— start of Dataset records —

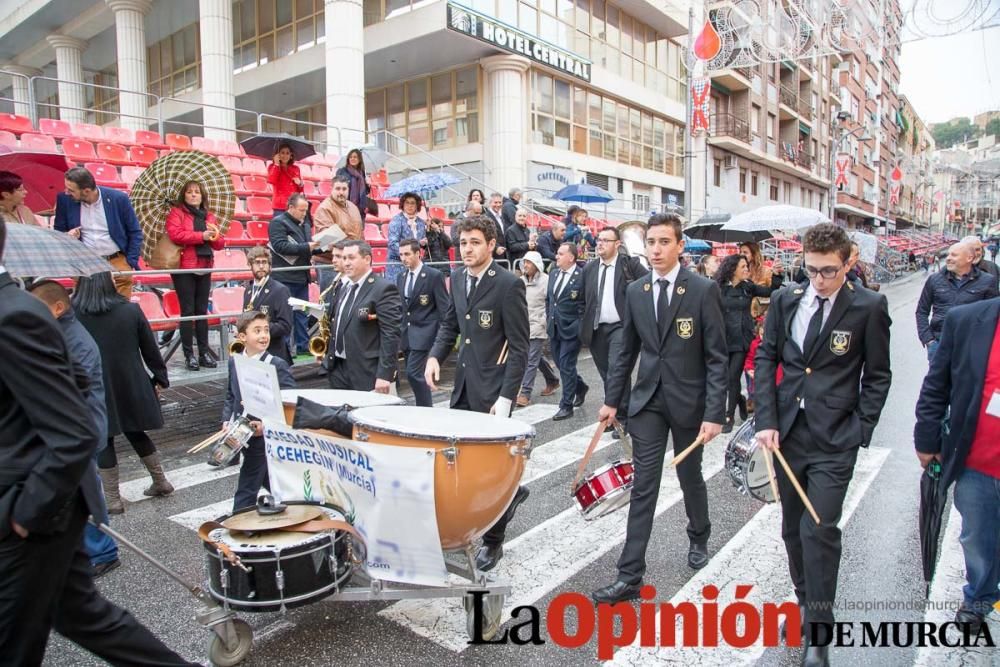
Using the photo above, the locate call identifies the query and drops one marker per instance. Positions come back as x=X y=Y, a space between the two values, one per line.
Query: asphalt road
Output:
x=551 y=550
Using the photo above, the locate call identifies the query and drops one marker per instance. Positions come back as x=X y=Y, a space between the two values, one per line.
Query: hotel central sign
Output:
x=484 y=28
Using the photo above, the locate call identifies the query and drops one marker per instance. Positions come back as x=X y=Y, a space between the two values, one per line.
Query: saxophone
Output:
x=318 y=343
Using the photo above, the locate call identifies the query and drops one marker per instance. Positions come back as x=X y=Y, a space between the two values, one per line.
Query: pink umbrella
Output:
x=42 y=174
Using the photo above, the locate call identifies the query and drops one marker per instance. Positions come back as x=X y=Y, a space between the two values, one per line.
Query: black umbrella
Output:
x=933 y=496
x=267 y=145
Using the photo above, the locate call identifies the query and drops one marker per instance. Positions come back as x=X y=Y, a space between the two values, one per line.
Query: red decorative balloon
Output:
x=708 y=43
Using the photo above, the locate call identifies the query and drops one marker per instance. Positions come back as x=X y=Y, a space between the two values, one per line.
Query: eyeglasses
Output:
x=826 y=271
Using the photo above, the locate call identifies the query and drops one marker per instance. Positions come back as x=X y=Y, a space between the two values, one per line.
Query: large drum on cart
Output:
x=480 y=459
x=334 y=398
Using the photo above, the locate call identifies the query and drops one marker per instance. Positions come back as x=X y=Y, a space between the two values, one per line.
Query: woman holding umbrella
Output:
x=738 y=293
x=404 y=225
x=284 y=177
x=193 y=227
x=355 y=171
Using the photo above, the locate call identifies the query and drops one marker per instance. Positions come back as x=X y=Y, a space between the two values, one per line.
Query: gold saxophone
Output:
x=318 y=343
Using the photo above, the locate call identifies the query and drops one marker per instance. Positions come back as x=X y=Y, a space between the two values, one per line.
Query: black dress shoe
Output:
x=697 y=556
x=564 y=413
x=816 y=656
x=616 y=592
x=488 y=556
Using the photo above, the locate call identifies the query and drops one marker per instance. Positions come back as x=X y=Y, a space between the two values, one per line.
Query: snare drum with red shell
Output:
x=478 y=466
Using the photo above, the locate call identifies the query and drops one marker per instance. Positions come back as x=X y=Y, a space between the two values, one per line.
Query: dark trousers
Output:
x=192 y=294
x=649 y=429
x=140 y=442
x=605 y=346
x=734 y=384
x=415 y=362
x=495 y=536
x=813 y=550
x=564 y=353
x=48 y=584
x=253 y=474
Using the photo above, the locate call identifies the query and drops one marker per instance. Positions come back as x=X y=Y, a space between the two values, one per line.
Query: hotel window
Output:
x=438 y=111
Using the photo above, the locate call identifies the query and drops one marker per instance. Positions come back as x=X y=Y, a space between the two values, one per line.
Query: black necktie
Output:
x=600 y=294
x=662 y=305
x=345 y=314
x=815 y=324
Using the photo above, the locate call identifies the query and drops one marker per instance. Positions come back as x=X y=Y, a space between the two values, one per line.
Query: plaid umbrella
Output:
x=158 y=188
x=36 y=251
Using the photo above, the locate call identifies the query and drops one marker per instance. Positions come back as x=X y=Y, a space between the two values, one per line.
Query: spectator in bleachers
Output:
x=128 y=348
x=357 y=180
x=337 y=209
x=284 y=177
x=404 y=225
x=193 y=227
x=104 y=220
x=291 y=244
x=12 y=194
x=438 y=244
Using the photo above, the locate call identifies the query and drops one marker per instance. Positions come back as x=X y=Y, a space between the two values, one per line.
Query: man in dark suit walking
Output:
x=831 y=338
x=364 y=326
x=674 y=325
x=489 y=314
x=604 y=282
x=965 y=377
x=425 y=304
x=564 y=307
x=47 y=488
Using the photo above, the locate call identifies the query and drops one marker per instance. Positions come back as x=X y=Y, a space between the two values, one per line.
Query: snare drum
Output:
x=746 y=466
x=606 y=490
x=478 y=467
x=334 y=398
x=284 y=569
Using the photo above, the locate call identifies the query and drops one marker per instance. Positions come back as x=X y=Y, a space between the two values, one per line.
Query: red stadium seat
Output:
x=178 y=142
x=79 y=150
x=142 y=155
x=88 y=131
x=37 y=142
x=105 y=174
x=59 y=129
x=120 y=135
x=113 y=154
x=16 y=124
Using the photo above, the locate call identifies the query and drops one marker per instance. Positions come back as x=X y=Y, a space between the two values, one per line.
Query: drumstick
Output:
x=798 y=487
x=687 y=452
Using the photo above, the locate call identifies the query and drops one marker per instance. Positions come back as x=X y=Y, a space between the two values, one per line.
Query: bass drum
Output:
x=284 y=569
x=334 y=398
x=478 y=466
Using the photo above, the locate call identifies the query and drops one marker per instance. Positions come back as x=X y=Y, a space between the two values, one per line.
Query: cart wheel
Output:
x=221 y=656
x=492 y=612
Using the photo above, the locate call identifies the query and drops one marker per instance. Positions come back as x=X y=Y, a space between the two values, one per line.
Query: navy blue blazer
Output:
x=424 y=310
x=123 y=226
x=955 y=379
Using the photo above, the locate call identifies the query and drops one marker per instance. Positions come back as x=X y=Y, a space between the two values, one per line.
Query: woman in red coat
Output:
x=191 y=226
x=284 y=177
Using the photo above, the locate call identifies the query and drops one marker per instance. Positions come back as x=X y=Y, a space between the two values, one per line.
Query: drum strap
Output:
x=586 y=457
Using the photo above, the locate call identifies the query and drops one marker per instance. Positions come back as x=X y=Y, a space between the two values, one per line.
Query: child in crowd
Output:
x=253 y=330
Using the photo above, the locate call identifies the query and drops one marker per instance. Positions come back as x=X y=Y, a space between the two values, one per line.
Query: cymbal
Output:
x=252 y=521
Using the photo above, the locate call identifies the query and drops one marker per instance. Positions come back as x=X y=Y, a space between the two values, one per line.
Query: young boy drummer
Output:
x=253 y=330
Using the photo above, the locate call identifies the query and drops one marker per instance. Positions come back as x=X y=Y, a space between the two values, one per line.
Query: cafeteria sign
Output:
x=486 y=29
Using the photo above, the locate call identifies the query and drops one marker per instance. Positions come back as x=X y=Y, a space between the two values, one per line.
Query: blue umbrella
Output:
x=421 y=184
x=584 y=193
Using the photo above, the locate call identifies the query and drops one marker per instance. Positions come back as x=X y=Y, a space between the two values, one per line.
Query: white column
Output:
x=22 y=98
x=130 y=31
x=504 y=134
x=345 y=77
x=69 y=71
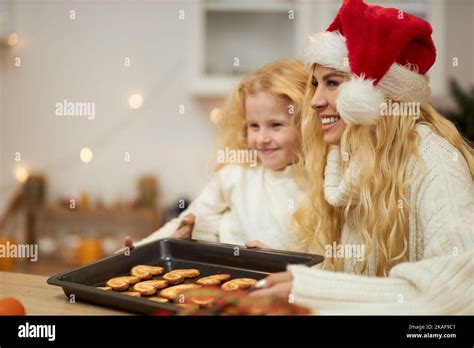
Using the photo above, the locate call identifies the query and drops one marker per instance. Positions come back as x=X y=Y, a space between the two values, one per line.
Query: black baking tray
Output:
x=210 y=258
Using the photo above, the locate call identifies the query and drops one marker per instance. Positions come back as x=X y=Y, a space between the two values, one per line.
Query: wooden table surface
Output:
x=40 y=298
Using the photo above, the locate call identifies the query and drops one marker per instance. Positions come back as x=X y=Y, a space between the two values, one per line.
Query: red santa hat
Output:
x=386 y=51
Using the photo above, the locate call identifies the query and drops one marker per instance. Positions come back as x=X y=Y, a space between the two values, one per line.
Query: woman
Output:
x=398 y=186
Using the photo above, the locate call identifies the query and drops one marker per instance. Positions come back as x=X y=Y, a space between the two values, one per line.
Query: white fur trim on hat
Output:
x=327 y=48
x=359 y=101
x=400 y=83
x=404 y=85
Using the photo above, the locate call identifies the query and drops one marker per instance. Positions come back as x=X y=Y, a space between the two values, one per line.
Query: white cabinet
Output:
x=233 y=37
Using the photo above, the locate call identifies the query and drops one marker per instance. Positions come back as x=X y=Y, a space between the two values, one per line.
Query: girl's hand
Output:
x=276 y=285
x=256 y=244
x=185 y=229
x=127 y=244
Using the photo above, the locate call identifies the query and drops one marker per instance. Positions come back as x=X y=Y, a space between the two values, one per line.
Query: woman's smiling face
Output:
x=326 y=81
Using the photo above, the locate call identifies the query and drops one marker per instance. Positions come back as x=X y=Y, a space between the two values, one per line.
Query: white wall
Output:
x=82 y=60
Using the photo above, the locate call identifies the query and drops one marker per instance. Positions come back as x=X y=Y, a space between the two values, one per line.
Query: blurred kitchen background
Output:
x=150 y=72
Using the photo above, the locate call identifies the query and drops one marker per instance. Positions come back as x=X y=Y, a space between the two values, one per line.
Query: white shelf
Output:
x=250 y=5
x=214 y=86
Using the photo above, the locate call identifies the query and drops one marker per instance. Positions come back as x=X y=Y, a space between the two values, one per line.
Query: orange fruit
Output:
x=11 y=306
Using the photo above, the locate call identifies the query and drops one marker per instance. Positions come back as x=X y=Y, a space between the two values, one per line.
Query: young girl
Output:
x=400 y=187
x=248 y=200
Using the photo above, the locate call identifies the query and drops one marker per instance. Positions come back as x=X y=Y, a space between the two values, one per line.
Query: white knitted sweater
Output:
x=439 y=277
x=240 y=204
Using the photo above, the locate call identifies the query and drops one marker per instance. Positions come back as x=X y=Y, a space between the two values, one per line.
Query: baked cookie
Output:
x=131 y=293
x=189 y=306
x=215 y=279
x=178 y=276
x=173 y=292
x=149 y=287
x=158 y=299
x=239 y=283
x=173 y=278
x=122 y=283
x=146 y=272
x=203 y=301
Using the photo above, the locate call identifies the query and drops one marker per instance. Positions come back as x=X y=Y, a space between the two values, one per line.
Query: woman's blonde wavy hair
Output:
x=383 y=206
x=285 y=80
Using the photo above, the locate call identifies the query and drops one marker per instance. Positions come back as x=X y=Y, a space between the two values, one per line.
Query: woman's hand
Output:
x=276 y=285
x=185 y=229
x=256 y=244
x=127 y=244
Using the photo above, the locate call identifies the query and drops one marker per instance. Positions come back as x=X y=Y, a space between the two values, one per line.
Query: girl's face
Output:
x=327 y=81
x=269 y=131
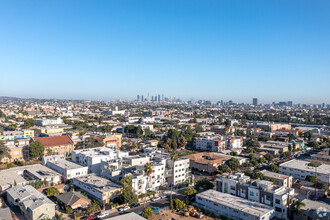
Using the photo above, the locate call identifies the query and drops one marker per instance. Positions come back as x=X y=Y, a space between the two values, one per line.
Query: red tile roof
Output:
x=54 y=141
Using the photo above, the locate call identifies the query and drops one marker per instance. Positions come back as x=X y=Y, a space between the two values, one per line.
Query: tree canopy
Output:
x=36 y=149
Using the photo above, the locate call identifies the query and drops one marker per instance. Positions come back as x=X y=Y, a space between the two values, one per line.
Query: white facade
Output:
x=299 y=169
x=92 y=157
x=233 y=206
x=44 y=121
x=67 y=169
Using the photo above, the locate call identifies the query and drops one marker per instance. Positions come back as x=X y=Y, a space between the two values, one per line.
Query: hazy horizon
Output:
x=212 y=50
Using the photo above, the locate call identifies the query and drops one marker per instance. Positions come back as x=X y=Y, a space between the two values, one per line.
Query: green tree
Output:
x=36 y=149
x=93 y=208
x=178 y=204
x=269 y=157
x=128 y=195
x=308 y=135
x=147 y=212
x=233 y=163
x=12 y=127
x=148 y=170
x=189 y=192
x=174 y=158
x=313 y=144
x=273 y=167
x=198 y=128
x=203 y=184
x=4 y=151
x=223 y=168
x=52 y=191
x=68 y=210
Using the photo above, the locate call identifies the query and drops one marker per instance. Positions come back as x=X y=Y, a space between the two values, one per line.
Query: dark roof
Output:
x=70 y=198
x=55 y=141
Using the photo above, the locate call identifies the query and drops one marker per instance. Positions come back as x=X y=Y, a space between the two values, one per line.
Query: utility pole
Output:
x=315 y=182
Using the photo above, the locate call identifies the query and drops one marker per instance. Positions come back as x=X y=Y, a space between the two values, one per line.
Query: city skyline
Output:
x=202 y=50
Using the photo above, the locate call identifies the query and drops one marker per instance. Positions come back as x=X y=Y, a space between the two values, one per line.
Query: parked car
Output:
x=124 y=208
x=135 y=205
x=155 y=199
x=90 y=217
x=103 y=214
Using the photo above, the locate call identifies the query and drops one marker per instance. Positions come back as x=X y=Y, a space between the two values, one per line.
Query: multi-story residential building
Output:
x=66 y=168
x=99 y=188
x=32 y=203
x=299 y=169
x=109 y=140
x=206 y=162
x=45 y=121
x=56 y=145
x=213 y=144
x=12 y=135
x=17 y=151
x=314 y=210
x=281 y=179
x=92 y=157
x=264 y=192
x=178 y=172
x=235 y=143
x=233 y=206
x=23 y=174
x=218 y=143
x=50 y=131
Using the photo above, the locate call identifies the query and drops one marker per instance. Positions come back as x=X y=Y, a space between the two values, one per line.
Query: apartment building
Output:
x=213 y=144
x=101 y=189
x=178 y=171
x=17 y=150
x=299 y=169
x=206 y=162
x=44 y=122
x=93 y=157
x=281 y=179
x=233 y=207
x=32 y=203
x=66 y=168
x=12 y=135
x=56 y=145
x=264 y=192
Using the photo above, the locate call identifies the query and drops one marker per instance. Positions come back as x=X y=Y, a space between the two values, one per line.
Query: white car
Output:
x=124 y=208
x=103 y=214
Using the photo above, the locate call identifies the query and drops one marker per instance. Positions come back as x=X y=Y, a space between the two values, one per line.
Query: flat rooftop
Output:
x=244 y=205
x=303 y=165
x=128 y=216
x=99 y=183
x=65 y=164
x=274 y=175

— end of Dataset records —

Do this
Copy the rows from their beginning through the line with "x=551 y=550", swapping "marker" for "pin" and keeping everything else unchanged. Leave the pictures out.

Exercise result
Using the photo above, the locate call identifies the query and drops one pin per instance. Positions come back as x=X y=Y, a space between the two values, one per line.
Query: asphalt road
Output:
x=551 y=550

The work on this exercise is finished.